● **Problem description**:
In full and without alteration, reproduce every record.

++++

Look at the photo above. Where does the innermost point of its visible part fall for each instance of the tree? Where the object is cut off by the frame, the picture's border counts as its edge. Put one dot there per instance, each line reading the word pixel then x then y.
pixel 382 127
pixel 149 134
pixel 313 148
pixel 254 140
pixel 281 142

++++

● **Answer for this exercise**:
Look at the photo above. Where does the innermost point of its visible part fall for each instance of the tree? Where the object is cut off by the frame, the picture's border counts as its edge. Put one dot there per instance, each line reading the word pixel then x then y.
pixel 382 127
pixel 149 134
pixel 313 148
pixel 254 140
pixel 281 142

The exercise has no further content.